**Page excerpt:**
-- START --

Code/Data Locality, and Databases of 2020s

Interesting bits of a conversation on HN: https://news.ycombinator.com/item?id=15672027
BBOREHAM: I wonder if the 2020s column store would outperform kdb, which was written in the 1990s with a UI from the 1950s.
GEOCAR: Unlikely. Two reasons are at the top of my mind:
1, The current best efforts in benchmarking are focusing on queries that "look" similar, and yet kdb is still 400x faster than Hadoop for those queries. For example:
select avg size by sym,time.hh from trade where date=d,sym in S
SELECT sym,HOUR(time),AVG(size) FROM trade NATURAL JOIN s WHERE date=d GROUP BY sym,HOUR(time);
To answer this question, the database has to read two or three columns across ten billion rows -- it's hard to be much faster than kdb: 10 billion rows completes in 70msec on kdb, but Hadoop takes something like 30 seconds.
The 2020 column store has to do a lot of work to even match kdb, but assuming it does that, and even ekes out a few extra percent of performance on these queries, there's another issue:
2, Most kdb programmers don't write this way.
Sure some write their application in Java and send these queries over to the kdb "server" get the results, and do stuff with the results, etc., just like the application programmers that use Hadoop, but most kdb programmers don't. They just write their application in kdb.
That means that there isn't an extra second or two delay while this chunky result set is sent over to another process. — geocar @ HN
UDF/Stored Procedures/Foreign procedures are the rest of the world's solution for this problem, and they are massively under-utilised: Tooling like version control and testing of stored procedures just doesn't work as well, and I don't see any suggestion that's going to change in the next decade or so.
DUSTIN GETZ: Yes! "code/data locality" is key for real apps. Everyone has seen "numbers every programmer should know" https://gist.github.com/jboner/2841832. If you're going to do complex data analysis, e.g. machine learning, you want your data access latency to be on the short end of this chart :) When you end up on the long end (like in RDBMS) this is known as N+1 problem.
But modern size data doesn't fit into memory. Distributed systems necessarily add latency, and to fix that we add caching, which hurts consistency. I blew up this thread further down about how Datomic's core idea is to provide consistent data to your code; which is the opposite of how most DBMS (including kbd) make you bring the code into the database.
DUSTIN GETZ: Datastore of 2020s will be designed around an immutable log because it permits both strong consistency and horizontal scaling (like git).
Once you're both distributed and consistent, the problems today's stores are architected around, go away. Your distributed queries can index the immutable log however they like. column-oriented, row-oriented, documents, time-oriented, graphs, immutability means you can do all of it, as a library in your application process
http://www.datomic.com/ - it's what you get when Facebook's graph datastore has a baby with immutability.
SamReidHughes: You can't just say "immutable log" and then be done. You certainly don't want to have just one immutable log, because then unrelated operations, for example to different parts of a key space, have to "see" each other. If you go the route of Datomic, your writes can't outpace the one CPU that processes them. (Correct me if I'm wrong, I'm just reading its documentation.)
DUSTIN GETZ: In RDBMS, when you shard, read shards and write shards are in lock-step, which is the whole problem with sharding. In Datomic (and in git), by sharding writes, it doesn't really impact reads.
This is interesting, because consider a large system like Facebook. Transactions naturally fall within certain boundaries. You never transact to Events, Photos, and Instagram all at once - from the write side, they don't have to share the same single-writer process delivering ACID.

-- END --

**Set task:** Copy the discussion on code/data locality from "Code/Data Locality, and" up to and including "from the 1950s.", swapping in "KDB+" for each occurrence of "kdb". The listing that comes next is separate material and has no connection to the discussion above.

**Given material:**
-- START --

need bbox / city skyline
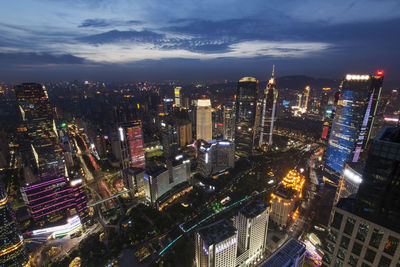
[0,0,400,81]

-- END --

**Output for this task:**
Code/Data Locality, and Databases of 2020s

Interesting bits of a conversation on HN: https://news.ycombinator.com/item?id=15672027
BBOREHAM: I wonder if the 2020s column store would outperform KDB+, which was written in the 1990s with a UI from the 1950s.